Problem requirements:
Swap each "lane-occupancy tally" in the data below for "crowd count", then write out all the lines again with nothing else changed.

Material for the task:
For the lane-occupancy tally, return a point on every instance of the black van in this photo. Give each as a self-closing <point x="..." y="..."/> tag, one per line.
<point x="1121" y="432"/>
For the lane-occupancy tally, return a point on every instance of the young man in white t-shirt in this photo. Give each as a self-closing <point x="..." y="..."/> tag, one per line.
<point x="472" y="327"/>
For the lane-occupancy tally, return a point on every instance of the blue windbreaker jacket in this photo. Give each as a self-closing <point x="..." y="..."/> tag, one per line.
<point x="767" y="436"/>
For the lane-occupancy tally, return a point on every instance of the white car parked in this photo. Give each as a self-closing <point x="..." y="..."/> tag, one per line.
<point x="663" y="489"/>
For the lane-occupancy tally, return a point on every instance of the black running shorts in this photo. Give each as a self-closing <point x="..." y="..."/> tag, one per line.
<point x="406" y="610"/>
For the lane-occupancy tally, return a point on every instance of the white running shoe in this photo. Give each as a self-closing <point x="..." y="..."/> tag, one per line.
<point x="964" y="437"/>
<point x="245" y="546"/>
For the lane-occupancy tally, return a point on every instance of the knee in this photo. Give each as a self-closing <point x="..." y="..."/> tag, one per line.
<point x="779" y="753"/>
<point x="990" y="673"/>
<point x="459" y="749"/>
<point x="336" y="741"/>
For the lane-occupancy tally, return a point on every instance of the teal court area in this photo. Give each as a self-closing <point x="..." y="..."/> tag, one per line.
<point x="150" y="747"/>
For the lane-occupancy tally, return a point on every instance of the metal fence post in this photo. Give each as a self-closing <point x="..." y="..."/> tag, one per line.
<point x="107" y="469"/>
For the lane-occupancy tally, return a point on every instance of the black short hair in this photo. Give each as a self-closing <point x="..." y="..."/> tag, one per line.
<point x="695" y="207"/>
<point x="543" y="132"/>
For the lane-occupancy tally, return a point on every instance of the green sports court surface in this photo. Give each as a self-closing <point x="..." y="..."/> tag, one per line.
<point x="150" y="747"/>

Exercise result:
For the crowd count, return a point on every instance of the black van in this photo. Give each as a self-closing <point x="..." y="..."/> tag, one per line.
<point x="1121" y="432"/>
For the crowd count, return a point on every instance of the young man in white t-shirt in this photo. Give each as a self-closing <point x="..." y="..."/> tag, one per line.
<point x="472" y="327"/>
For the crowd count, return a point on every instance of the blue windbreaker jacket in this photo. Give each as a self-closing <point x="..." y="..."/> tag, one per line.
<point x="767" y="436"/>
For the crowd count, return a point on every instance of the white car parked in this photo. Give each as a self-closing <point x="..." y="..."/> tag, one per line.
<point x="663" y="489"/>
For the crowd count, return a point on every instance of the black running shorts in this photo. Give each as a self-closing <point x="..." y="..."/> tag, one per line.
<point x="406" y="610"/>
For the crowd count, return a point on every instance of the white running shoe in this photo. Give each as a self-closing <point x="..." y="..."/> tag, one per line.
<point x="964" y="437"/>
<point x="245" y="546"/>
For the crowd count, return a point on every instance of the knee in this photo. Give each as a self-closing <point x="..." y="..."/> tag, one per line.
<point x="779" y="753"/>
<point x="990" y="673"/>
<point x="459" y="749"/>
<point x="336" y="741"/>
For the crowd count, return a point on every instance of the teal court area in this photo. Give each as a self-closing <point x="..." y="..."/> tag, one per line.
<point x="150" y="747"/>
For the crowd count, return a point on every instance of the metal fence post in this photo. Give each as a self-closing <point x="..." y="..."/> tag, one per line.
<point x="107" y="469"/>
For the crowd count, return a point on every instance of the black short hair in this photo. Give each as a self-closing <point x="..." y="..."/> tag, one per line.
<point x="695" y="207"/>
<point x="543" y="132"/>
For the crowd count, return a point on every instance of the green sports court surface in this photo. Give each as a self-closing <point x="..." y="..."/> tag, one per line.
<point x="150" y="747"/>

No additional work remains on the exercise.